Lay out the records as a Markdown table with the columns Row and Line, beginning at the line that contains "[spot] the rear quarter" and ending with the last line of the records. Number each row and leave out any blank lines.

Start Exercise materials

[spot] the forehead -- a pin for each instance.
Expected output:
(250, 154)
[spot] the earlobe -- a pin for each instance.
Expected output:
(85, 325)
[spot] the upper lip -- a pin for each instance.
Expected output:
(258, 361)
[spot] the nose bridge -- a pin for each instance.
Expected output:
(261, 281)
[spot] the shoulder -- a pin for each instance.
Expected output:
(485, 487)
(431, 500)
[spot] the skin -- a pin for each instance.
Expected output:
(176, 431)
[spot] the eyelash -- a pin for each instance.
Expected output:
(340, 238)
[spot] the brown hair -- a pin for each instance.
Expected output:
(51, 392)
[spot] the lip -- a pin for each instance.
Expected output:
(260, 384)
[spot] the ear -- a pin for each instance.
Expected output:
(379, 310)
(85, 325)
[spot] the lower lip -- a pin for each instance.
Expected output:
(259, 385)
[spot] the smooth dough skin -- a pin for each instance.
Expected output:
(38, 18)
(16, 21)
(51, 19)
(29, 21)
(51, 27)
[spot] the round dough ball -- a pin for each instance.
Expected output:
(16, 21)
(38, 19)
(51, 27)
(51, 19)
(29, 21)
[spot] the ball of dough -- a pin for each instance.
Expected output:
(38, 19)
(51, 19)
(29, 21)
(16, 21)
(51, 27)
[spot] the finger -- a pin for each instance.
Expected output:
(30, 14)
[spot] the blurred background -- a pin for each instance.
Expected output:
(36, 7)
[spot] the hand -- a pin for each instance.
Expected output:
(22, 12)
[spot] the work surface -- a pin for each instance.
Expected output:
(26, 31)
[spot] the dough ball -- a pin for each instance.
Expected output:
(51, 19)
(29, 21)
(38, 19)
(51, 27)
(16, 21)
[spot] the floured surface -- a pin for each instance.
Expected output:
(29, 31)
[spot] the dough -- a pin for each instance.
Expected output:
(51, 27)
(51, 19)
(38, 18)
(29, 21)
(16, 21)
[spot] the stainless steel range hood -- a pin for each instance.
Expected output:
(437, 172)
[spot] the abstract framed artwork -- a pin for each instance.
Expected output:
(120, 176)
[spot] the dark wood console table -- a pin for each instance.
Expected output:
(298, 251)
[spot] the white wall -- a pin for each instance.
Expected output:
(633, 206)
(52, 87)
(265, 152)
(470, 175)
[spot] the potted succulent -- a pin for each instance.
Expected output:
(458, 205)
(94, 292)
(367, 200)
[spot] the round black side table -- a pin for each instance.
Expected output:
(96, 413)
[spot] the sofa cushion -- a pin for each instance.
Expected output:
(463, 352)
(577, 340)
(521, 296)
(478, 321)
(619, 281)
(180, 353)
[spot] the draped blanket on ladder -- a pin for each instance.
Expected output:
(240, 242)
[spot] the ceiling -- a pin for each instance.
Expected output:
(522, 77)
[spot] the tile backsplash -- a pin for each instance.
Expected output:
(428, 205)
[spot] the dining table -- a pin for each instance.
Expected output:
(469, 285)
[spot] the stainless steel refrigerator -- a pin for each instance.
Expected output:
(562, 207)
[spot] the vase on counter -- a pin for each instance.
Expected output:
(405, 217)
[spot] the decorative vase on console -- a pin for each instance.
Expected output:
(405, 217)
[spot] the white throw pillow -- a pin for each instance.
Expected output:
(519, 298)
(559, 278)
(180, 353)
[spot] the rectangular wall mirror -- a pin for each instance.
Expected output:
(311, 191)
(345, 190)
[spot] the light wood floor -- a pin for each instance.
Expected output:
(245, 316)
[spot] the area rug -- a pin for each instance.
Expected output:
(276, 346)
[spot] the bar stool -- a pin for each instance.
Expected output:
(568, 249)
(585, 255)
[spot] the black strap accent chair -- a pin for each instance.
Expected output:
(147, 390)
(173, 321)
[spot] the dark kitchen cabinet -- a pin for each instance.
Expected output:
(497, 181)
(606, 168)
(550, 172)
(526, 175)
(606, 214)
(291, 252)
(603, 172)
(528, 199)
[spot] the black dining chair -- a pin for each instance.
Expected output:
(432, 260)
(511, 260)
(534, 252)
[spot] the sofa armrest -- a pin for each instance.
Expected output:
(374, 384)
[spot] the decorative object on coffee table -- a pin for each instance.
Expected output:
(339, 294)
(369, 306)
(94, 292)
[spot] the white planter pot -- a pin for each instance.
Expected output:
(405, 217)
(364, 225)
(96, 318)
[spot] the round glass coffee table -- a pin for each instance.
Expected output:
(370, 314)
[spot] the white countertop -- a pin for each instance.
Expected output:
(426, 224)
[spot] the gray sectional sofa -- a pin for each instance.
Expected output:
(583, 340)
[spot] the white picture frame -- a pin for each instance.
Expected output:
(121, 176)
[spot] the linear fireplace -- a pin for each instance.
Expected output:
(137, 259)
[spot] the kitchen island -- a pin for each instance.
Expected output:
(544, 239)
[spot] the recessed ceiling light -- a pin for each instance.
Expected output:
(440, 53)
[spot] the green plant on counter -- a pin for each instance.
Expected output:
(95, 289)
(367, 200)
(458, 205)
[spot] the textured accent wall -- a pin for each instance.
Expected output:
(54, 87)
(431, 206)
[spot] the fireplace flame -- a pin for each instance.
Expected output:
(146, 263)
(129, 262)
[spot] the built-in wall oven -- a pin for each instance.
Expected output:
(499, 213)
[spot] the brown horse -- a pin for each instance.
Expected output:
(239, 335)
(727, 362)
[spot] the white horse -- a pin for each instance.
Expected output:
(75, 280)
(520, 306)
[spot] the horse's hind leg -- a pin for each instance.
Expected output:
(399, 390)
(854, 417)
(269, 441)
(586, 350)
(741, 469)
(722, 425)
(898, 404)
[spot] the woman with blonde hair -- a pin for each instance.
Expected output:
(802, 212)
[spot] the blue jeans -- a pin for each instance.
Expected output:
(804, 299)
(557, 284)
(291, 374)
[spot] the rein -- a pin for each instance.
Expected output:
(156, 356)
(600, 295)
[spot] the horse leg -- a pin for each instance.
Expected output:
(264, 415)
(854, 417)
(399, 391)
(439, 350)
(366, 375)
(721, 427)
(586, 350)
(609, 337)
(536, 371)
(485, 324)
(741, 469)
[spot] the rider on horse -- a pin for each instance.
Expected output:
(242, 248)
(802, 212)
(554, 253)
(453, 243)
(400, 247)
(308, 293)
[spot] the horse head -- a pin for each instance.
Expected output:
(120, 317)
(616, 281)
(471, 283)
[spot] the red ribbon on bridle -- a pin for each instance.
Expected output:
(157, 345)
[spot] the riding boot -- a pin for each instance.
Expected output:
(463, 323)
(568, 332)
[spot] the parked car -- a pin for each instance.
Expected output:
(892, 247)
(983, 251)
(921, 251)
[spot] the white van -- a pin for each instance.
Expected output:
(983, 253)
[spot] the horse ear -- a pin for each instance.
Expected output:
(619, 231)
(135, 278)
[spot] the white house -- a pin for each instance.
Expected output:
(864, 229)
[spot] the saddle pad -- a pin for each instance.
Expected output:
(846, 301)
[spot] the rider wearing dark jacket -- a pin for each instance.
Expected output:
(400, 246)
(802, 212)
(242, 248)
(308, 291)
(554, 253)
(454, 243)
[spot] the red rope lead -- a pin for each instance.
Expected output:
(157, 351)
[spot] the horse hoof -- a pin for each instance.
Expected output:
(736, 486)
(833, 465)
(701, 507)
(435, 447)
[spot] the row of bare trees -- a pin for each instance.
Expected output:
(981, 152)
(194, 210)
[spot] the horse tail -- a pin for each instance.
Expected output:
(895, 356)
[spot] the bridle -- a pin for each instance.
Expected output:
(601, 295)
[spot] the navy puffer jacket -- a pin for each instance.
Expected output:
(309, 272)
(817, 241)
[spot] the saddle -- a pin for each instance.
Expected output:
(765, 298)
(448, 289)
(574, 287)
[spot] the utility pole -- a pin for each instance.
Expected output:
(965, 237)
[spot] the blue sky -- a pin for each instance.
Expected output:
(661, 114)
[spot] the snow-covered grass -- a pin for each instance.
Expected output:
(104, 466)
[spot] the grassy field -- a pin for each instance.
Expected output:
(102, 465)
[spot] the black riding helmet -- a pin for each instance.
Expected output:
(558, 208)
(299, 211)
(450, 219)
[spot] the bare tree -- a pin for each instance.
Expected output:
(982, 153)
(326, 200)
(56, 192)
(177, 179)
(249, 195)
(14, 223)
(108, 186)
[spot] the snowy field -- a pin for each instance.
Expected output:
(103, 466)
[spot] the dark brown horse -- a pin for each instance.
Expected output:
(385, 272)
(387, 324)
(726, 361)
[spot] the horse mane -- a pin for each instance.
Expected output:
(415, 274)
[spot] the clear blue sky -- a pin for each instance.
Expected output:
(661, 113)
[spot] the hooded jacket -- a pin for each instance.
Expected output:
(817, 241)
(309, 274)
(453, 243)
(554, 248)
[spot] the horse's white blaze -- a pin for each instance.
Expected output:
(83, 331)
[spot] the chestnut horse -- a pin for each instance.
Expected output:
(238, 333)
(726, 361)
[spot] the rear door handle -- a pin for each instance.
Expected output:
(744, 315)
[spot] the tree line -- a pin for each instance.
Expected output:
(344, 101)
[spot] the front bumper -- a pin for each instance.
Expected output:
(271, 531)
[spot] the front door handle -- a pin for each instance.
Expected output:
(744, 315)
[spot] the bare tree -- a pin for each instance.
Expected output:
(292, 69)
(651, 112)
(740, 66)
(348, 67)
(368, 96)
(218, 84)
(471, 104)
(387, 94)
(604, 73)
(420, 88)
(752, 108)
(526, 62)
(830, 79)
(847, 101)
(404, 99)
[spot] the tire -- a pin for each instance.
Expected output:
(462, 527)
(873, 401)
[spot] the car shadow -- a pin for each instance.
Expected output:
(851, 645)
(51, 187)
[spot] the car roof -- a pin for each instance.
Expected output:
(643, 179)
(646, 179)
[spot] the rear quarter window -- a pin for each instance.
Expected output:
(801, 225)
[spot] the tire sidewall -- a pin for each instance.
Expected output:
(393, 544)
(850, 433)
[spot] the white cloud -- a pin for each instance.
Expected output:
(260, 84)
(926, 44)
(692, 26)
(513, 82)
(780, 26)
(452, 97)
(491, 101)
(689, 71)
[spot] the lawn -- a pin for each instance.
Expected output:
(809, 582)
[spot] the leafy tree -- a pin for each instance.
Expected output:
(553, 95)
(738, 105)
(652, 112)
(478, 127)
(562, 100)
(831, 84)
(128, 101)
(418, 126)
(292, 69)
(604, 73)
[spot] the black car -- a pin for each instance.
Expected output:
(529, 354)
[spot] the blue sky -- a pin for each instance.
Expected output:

End Exercise materials

__Final answer__.
| Row | Line |
|---|---|
| 1 | [spot] the rear quarter window -- a pin for each instance. |
| 2 | Expected output: |
| 3 | (801, 225) |
| 4 | [spot] the tire sidewall -- a pin for each instance. |
| 5 | Expected output: |
| 6 | (393, 544) |
| 7 | (850, 433) |
| 8 | [spot] the white cloud -- a pin for each instance. |
| 9 | Expected output: |
| 10 | (260, 84) |
| 11 | (926, 44) |
| 12 | (692, 26) |
| 13 | (513, 82) |
| 14 | (780, 26) |
| 15 | (452, 97) |
| 16 | (491, 101) |
| 17 | (689, 71) |
| 18 | [spot] the lawn -- a pin for each instance. |
| 19 | Expected output: |
| 20 | (809, 582) |
| 21 | [spot] the leafy tree -- a pin for each instance. |
| 22 | Expected output: |
| 23 | (553, 95) |
| 24 | (738, 105) |
| 25 | (652, 112) |
| 26 | (478, 127) |
| 27 | (562, 100) |
| 28 | (831, 84) |
| 29 | (128, 101) |
| 30 | (418, 126) |
| 31 | (292, 69) |
| 32 | (604, 73) |
| 33 | [spot] the black car -- a pin for each instance. |
| 34 | Expected output: |
| 35 | (529, 354) |
| 36 | [spot] the blue sky -- a pin for each instance. |
| 37 | Expected output: |